* **WORK TO COMPLETE**
**a.** In the tax newsletter, which two bodies announced that they are joining up to deal with tax non-compliance?
**b.** Continue the tax newsletter from its last sentence.

* **READING PASSAGE**
=====

Your Tax Deadlines for August 2021

  • 7 August – Monthly Pay-As-You-Earn (PAYE) submissions and payments
  • 25 August – Value-Added Tax (VAT) manual submissions and payments
  • 30 August – Corporate Income Tax (CIT) Provisional Tax Payments, where applicable
  • 30 August – Excise Duty Payments
  • 30 August – Personal Income Tax (PIT) Provisional Tax Payments

Audit Your Employee Taxes, Before SARS Does

“One of our strategic objectives is to make it easy for taxpayers to comply with their tax obligations, and hard and costly for those who willfully do not comply” (Edward Kieswetter, SARS Commissioner)

Earlier this year, SARS and the NPA (National Prosecuting Authority of South Africa) announced that they are joining up to deal with tax non-compliance, initially focussing on employers.

Employers under intensified scrutiny

While this enhanced collaboration covers a number of aspects, the immediate focus will be non-compliance by employers, who deduct employee taxes and levies, never turn those taxes over to SARS, and do not file their returns when required, as well as “other general corrupt activities”.

To enable the collaboration, the Criminal Investigations Division within SARS will allocate dedicated capacity and work closely with the NPA in its Specialised Tax Units (STUs). Solid cases ready for prosecution will be prepared in a coordinated manner across the country. The SARS regional leaders in criminal investigations and the NPA regional directors of the STUs will enrol these cases on a specific date for each region.

Why audit your employees’ tax?

The Tax Administration Act holds an employer liable for an amount of tax withheld and not paid to SARS, or which should have been withheld but was not withheld. The employer could also be held criminally liable for failure to withhold and pay PAYE.

=====

* **EXTRACTED RECORDS**
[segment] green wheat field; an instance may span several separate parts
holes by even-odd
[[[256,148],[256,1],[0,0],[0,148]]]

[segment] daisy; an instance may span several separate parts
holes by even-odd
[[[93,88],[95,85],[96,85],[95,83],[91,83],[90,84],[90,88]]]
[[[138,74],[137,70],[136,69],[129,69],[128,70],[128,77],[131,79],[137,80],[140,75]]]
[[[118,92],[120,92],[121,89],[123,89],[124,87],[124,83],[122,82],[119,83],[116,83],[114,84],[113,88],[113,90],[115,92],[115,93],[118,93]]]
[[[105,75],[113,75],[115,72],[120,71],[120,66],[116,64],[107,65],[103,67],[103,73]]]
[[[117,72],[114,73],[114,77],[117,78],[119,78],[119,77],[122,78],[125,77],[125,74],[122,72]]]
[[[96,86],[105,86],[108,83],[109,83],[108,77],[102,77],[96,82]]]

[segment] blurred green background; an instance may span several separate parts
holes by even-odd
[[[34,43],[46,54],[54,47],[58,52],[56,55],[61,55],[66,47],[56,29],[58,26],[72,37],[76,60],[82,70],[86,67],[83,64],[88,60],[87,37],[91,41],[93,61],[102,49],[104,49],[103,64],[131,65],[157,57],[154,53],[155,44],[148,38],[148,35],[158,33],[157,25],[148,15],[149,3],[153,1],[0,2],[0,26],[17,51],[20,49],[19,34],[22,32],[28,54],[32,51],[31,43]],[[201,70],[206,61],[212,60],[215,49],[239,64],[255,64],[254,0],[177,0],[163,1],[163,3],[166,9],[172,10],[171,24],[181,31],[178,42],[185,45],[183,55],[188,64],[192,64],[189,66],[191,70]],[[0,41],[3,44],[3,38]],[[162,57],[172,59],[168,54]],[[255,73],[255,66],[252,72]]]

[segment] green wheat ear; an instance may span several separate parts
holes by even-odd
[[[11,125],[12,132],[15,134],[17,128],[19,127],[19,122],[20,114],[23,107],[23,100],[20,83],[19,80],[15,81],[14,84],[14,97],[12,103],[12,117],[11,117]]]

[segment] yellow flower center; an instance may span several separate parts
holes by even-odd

=====

* **SOLVED TASKS**
**a.** SARS and the NPA (National Prosecuting Authority of South Africa)

**b.**
SARS’ Criminal Investigations Division has already handed over 30 non-compliant employers to the NPA in their new joint venture and are working to identify and prioritise more cases.

They are further enabled by recent changes to the tax laws that effectively lowered the threshold for criminally prosecuting taxpayers through removing the requirement to prove that the taxpayer’s conduct was “wilful and without just cause” for selected offences. While previously a mistake made by a taxpayer was only a crime when it was done “wilfully and without just cause”, taxpayers can now in certain cases be convicted of an imprisonable criminal offence even if non-compliance was due to negligence or ignorance. Offenses include, among others, failure to submit a return when required to do so; failure to retain all relevant substantiating records; failure to provide any information requested by SARS; or failure to disclose any material information to SARS.

This, along with SARS’ and the NPA’s intensified focus on employers, as well as SARS’ increased abilities to draw taxpayer information from third parties, make an employee tax audit a necessity.

It also protects employees. Employees’ tax is not a separate form of tax, but rather an amount that the employer is obliged to withhold in respect of the employee’s liability for normal tax. On assessment annually, the employee’s tax withheld is set off against the employee’s liability for normal tax. The correct calculations and deductions will certainly help protect employees from unexpected surprises on assessment, and will also ensure that the employer’s processes are not the cause of disputes or delays when, for example, an employee needs to claim UIF.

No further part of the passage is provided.